[DIRECTIONS]
**A)** From the project setup notes, write out the passage from "Based on a MapReduce" up to and including "build your services.".
**B)** Answer these from the project setup notes:
(i) What kind of project is this one based on?
(ii) Which script should be run?
(iii) Which file will help you build your code?

[DOCUMENT SEGMENT]
################

Based on a MapReduce project (clean up for general use WIP)
Mainly for personal use to quickly set up the project without copying over files repeatedly
Run the install.sh script
The install script will do the following:
- Install kubectl
- Install protobuf
- Install Kind
- Install Helm
- Install gRPC
- Set up conservator
- Install etcd/ZooKeeper
Let us know if you have any issues.
CMakeLists.txt will help you build your code. We recommend you read into cmake to understand how it works and how to use it to build your services.

################

[Stored dataset items]
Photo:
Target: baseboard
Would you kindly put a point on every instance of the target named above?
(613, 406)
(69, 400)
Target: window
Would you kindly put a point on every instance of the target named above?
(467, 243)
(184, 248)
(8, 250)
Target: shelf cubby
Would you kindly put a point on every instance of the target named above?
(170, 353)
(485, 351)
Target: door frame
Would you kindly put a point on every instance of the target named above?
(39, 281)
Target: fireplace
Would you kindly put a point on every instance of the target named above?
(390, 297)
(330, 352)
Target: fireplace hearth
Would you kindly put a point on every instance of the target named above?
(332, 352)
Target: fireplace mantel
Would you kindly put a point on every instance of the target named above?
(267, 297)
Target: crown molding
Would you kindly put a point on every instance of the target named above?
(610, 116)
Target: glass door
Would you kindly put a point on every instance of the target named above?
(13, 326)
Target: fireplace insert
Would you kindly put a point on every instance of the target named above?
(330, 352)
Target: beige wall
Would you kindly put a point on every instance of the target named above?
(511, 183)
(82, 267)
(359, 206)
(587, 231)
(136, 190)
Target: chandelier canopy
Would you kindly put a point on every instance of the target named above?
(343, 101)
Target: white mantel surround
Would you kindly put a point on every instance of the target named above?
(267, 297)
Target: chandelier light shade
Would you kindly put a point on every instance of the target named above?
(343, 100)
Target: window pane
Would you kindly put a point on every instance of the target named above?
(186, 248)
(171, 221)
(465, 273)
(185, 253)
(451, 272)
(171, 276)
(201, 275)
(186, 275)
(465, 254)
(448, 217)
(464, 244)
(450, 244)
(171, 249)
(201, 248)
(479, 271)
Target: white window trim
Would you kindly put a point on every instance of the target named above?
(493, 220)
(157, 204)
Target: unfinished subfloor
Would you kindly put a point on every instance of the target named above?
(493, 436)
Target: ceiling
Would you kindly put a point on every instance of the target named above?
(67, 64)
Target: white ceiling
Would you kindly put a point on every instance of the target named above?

################

[ANSWERS TO THE EXERCISE]
**A)**
Based on a MapReduce project (clean up for general use WIP)
Mainly for personal use to quickly set up the project without copying over files repeatedly
Run the install.sh script
The install script will do the following:
- Install kubectl
- Install protobuf
- Install Kind
- Install Helm
- Install gRPC
- Set up conservator
- Install etcd/ZooKeeper
Let us know if you have any issues.
CMakeLists.txt will help you build your code. We recommend you read into cmake to understand how it works and how to use it to build your services.

**B)**
(i) A MapReduce project
(ii) install.sh
(iii) CMakeLists.txt